Aim: Reproduce the records below, substituting "lavender blossom" for "lavender flower" and leaving every other part unchanged.

Record extracts:
◆ ◆ ◆ ◆

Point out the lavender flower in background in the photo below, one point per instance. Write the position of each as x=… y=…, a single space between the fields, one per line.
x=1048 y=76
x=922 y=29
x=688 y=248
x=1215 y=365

◆ ◆ ◆ ◆

Exercise answer:
Point out the lavender blossom in background in the photo below, one point per instance. Write the position of each as x=… y=…, a single space between the fields, one per line.
x=1048 y=76
x=922 y=29
x=688 y=248
x=1215 y=365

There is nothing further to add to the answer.